Written problem | Print the listing below in its entirety, character for character.

Material |
## Start

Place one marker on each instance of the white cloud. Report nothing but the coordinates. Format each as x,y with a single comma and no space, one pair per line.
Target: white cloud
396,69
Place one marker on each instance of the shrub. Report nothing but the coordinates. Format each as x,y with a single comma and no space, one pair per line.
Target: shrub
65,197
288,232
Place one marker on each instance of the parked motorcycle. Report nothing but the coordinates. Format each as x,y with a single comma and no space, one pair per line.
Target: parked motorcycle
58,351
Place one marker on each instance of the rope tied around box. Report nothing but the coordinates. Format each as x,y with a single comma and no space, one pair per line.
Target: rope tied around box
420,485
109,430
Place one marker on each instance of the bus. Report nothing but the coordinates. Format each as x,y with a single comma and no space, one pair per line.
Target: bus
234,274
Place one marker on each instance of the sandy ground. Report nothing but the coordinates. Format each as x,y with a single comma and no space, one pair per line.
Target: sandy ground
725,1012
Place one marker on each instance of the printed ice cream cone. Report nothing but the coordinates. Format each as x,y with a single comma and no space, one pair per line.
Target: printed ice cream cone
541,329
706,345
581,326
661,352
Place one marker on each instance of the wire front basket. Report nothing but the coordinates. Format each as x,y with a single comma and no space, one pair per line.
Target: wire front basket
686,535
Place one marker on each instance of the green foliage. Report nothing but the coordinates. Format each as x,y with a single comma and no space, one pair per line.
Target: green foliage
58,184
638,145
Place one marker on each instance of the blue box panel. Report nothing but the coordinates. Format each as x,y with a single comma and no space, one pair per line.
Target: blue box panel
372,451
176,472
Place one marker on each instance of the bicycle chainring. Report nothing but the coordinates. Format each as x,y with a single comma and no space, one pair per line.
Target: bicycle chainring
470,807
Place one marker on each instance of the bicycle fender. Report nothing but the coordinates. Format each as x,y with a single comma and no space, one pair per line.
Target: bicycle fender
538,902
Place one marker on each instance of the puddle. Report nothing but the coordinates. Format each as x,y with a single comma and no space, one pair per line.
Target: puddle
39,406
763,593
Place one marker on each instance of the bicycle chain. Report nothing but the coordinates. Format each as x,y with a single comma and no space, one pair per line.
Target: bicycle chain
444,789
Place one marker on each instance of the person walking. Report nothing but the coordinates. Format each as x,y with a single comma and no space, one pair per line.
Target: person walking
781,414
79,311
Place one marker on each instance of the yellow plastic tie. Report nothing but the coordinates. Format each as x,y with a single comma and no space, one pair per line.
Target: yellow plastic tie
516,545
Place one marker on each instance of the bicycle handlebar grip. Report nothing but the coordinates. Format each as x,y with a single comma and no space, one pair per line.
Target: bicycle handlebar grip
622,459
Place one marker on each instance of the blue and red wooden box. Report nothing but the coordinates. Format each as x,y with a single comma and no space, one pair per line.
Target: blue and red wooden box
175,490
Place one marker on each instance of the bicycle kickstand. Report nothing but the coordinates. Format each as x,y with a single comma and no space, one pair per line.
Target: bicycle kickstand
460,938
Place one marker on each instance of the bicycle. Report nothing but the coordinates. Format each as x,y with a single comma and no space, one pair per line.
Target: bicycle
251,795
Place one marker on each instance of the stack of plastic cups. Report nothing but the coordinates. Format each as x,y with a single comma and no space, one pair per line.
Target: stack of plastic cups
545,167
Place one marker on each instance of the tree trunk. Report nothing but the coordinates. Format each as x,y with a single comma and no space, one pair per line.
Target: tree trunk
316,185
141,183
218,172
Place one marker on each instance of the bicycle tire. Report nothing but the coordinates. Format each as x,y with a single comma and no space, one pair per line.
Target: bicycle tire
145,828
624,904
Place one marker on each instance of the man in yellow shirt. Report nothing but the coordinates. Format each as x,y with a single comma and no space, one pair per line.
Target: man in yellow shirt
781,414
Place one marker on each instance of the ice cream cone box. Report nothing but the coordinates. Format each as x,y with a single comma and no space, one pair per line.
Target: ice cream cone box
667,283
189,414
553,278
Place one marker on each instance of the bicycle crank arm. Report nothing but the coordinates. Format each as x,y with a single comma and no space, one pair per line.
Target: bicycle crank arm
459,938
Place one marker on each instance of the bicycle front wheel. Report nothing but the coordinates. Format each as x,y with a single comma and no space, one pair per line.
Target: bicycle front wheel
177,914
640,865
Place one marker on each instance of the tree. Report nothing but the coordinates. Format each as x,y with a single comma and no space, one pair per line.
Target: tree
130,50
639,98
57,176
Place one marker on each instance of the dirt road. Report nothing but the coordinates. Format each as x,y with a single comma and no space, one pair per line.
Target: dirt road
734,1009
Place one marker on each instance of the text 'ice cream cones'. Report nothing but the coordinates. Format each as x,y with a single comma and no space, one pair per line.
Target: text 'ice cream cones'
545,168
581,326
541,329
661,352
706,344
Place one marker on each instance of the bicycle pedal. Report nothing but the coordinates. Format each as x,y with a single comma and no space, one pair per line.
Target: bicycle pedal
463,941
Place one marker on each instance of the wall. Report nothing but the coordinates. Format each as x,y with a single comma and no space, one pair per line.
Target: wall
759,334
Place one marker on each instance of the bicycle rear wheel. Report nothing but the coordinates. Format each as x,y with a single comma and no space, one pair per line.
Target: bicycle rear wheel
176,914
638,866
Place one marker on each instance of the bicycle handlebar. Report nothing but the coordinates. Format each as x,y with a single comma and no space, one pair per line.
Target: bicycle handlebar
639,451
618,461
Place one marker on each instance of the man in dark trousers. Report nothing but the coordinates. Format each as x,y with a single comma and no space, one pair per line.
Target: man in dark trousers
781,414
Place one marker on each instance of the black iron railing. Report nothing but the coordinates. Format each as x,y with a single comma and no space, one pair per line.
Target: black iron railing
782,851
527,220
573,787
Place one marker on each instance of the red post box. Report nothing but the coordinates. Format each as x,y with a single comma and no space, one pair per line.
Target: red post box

## End

Complete response |
Place one marker on each instance of the white cloud. Report nothing but the coordinates. Format each as x,y with a single comma and no space, one pair per line.
Target: white cloud
396,69
Place one marker on each instance of the shrub. Report nothing but the coordinates. Format each as x,y with a single comma and no space, one pair per line.
Target: shrub
65,197
288,232
Place one marker on each instance of the parked motorcycle. Report nothing but the coordinates. Format each as x,y with a single comma and no space, one pair per line.
Target: parked motorcycle
58,351
Place one marker on each instance of the rope tied around box. Report nothing but the coordinates. Format each as x,y with a single comma and no space, one pair per line.
Target: rope tied around box
420,485
109,430
Place one marker on each instance of the bus. Report nothing but the coordinates. Format each as x,y with a single comma and no space, one pair per line.
Target: bus
234,274
Place one marker on each instance of the sandy ground. Report nothing but the coordinates. Format each as x,y with a single comma and no space, one pair per line.
Target: sandy ground
725,1012
Place one marker on each instance of the printed ice cream cone. Report nothing but the coordinates. Format each as x,y with a single comma and no space, one pair per line.
Target: printed ice cream cone
541,329
706,345
581,326
661,352
Place one marker on each instance of the wire front basket. Report nothing but the coordinates. Format each as x,y with a single comma and no space, one pair per line.
Target: wire front basket
686,535
Place one marker on each instance of the green foliage. Report nothing but the coordinates. Format each as x,y with a single comma and no space, one pair per line.
Target: green foliage
58,184
638,145
Place one marker on each instance of the blue box panel. Report nothing but the coordinates. Format each as x,y with a single comma and no space, one pair per line.
Target: blue box panel
372,451
176,472
Place one marker on each instance of the bicycle chainring. Report nothing but the coordinates. Format each as x,y with a single comma and no space, one pair per line.
Target: bicycle chainring
470,807
Place one marker on each instance of the bicycle fender. Report nothing but the coordinates. Format each as x,y with a single comma and no space, one pair per line.
Target: bicycle fender
538,902
Place one marker on each instance of the puddle. Report nothing but the coordinates. Format each as x,y with a single comma and no space, one pair per line.
Target: puddle
39,406
763,593
Place one marker on each instance of the bicycle chain. Report nothing but the coordinates. Format each as x,y with a single comma and no space, one pair per line.
Target: bicycle chain
444,789
Place one marker on each instance of the person walking. Report nothing but the coordinates. Format each as x,y with a single comma and no space, one pair per line.
Target: person walking
781,414
79,311
Place one marker on each instance of the yellow plastic tie. Report nothing but the coordinates. Format each as x,y with a single comma and no space, one pair per line.
Target: yellow plastic tie
516,545
Place one marker on each instance of the bicycle handlebar grip. Report nothing but the coordinates. Format each as x,y with a single comma and no space, one pair per line.
Target: bicycle handlebar grip
622,459
Place one marker on each instance of the blue and red wooden box. Report nothing but the coordinates. Format each as x,y with a single comma and no space, one pair per line.
Target: blue and red wooden box
175,490
Place one marker on each instance of the bicycle kickstand. Report nothing but the coordinates. Format each as x,y with a single comma and no space, one pair per line.
Target: bicycle kickstand
460,938
Place one marker on each instance of the bicycle. Report nothing but the coordinates. Format each as x,y with a single comma and no space, one pair per line.
Target: bicycle
251,795
Place one marker on each instance of the stack of plastic cups. Report nothing but the coordinates. Format each as x,y with a single comma and no space, one pair per line.
Target: stack of plastic cups
545,167
Place one marker on each instance of the tree trunk. Report nothing but the coordinates. Format each as x,y with a single comma and no space, one pair per line.
Target: tree trunk
316,185
141,183
218,172
Place one marker on each instance of the bicycle tire. Report nothing but the coordinates. Format each as x,y with a single comma and no space, one pair per line.
Target: bicycle tire
145,828
624,904
Place one marker on each instance of the man in yellow shirt. Report nothing but the coordinates. Format each as x,y with a single comma and no space, one pair per line.
Target: man in yellow shirt
781,414
Place one marker on each instance of the ice cream cone box. Report nothing but the coordinates. Format each as x,y with a single comma and no space, one pair per line.
Target: ice cream cone box
667,283
189,414
553,278
Place one marker on each instance of the bicycle crank arm. Report nothing but the coordinates. Format each as x,y with a single comma and no space, one pair per line.
Target: bicycle crank arm
459,938
Place one marker on each instance of the bicycle front wheel. Report nothing but the coordinates. Format each as x,y with a single comma and no space, one pair per line.
Target: bicycle front wheel
177,914
640,865
Place one marker on each instance of the tree. Report nothing but the coordinates. Format each as x,y with a single comma and no space, one pair per line.
Target: tree
130,50
639,98
57,176
Place one marker on each instance of the dirt road. Report nothing but the coordinates. Format each as x,y with a single comma and no space, one pair per line.
Target: dirt road
734,1009
Place one marker on each instance of the text 'ice cream cones'. Report nothing but the coordinates. Format each as x,y with a single comma and no space, one pair per line.
Target: text 'ice cream cones'
545,168
581,326
541,329
661,352
706,344
Place one marker on each instance of the bicycle pedal. Report nothing but the coordinates. Format each as x,y with a single comma and no space, one pair per line.
Target: bicycle pedal
463,941
Place one marker on each instance of the wall. Report nothing but the coordinates. Format each as x,y with a single comma and no space, one pair per line.
Target: wall
759,334
Place one marker on each instance of the bicycle rear wheel. Report nothing but the coordinates. Format each as x,y with a single comma and no space, one pair per line.
Target: bicycle rear wheel
176,914
638,866
Place one marker on each instance of the bicycle handlebar. Report nothing but the coordinates. Format each as x,y with a single comma and no space, one pair per line.
Target: bicycle handlebar
639,451
618,461
Place one marker on each instance of the man in dark trousers. Report nothing but the coordinates. Format each as x,y with a single comma and no space, one pair per line.
Target: man in dark trousers
781,414
Place one marker on each instance of the black iron railing. Report nothing but the coordinates. Format each as x,y with a single comma and no space, one pair per line.
Target: black iron railing
782,851
527,220
573,787
Place one marker on each instance of the red post box. Report nothing but the coordinates. Format each as x,y with a single comma and no space, one pair per line.
Target: red post box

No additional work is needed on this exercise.